Extrait:

++++++++

Publicité

Chuy, l'homme «loup-garou» mexicain qui voulait se sentir heureux

1 octobre 2015, 10:10

Par

Partager cet article

Facebook X WhatsApp

Chuy, l'homme «loup-garou» mexicain qui voulait se sentir heureux
Jesus Aceves, surnommé Chuy, souffre d'une maladie très rare, l'hypertrichose ou "syndrome du loup-garou": son visage est recouvert de poils. 
 
"Pourquoi Dieu m'a fait ainsi? Pourquoi je ne suis pas comme les autres?", se demande depuis l'enfance ce Mexicain.   
 
A l'école, il a enduré les moqueries, les coups, certains lui tiraient les poils du visage pour s'amuser.
 
A l'âge de 13 ans, il s'est réfugié dans l'alcool et a commencé à travailler dans un cirque avec deux de ses cousins qui souffrent de cette même mutation génétique.
 
Seulement une cinquantaine de cas d'hypertrichose auraient été répertoriés dans le monde au cours de l'histoire. 
 
Treize de ces cas - sept hommes et six femmes - appartiennent à une même famille, originaire de Loreto, dans l'Etat de Zacatecas (centre du Mexique).
 
Ils ne souffrent d'aucun autre symptôme que cette pilosité qui recouvre leur visage, mais pour eux, faire les courses, aller au travail, se faire des amis ou trouver l'âme sœur s'avère très difficile.
 
"Cela ne devrait pas être comme ça, mais hélas, c'est la réalité. On ne te donne pas d'opportunités, simplement parce que tu es différent", explique à l'AFP cet homme à la voix chaude.

- Une vie de cirque -

Sans diplôme et avec un visage qui lui fermait les portes, Chuy n'a trouvé d'autre issue que de s'employer dans des cirques, payé à peine 8 dollars par jour.
 
Il a ainsi notamment travaillé au "Cirque des horreurs" à Londres.
 
Cette vie de cirque, durant plus de vingt ans, lui a porté préjudice, sapant toute estime de soi, selon lui, "mais je ne m'en suis rendu compte que plus tard parce qu'au début c'était bien". 
 
C'est là qu'il a rencontré sa femme, qui ne souffre pas de la même maladie, avec laquelle il a eu une fille de 13 ans qui, elle, a hérité de cette hypertrichose.

++++++++

Consigne A: Recopiez fidèlement le passage de l'article sur Chuy depuis « A l'âge de 13 » jusqu'à « même mutation génétique. » inclus.
Consigne B:
Répondez aux questions suivantes à partir de l'article sur Chuy.
(i) À quel âge Chuy a-t-il commencé à travailler dans un cirque ?
(ii) Combien de cas d'hypertrichose appartiennent à la famille originaire de Loreto ?
(iii) Combien Chuy était-il payé par jour dans les cirques ?
Consigne C: Énumérez toutes les activités que l'article sur Chuy présente comme très difficiles pour les membres atteints de la famille de Loreto.

++++++++

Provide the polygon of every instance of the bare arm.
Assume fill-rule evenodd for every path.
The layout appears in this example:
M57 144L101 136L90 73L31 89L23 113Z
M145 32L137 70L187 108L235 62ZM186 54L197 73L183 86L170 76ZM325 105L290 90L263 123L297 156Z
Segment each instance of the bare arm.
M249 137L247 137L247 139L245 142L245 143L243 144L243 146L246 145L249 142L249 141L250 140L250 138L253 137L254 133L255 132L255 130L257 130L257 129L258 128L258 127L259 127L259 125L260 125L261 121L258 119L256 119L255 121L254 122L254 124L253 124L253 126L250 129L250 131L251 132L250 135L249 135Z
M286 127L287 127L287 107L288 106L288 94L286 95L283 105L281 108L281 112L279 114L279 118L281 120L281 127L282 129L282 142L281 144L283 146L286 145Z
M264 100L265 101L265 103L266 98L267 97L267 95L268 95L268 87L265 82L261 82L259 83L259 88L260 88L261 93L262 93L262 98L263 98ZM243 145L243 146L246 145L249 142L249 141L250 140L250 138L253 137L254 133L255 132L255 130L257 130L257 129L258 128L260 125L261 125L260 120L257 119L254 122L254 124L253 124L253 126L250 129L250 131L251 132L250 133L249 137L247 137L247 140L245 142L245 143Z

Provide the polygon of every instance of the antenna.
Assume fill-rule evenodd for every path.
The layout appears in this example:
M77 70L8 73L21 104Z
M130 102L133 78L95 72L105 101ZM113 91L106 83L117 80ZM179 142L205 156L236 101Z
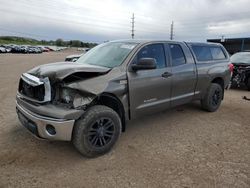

++++++++

Votre réponse A:
A l'âge de 13 ans, il s'est réfugié dans l'alcool et a commencé à travailler dans un cirque avec deux de ses cousins qui souffrent de cette même mutation génétique.

Votre réponse B:
(i) À 13 ans.
(ii) Treize cas : sept hommes et six femmes.
(iii) À peine 8 dollars par jour.

Votre réponse C:
- Faire les courses
- Aller au travail
- Se faire des amis
- Trouver l'âme sœur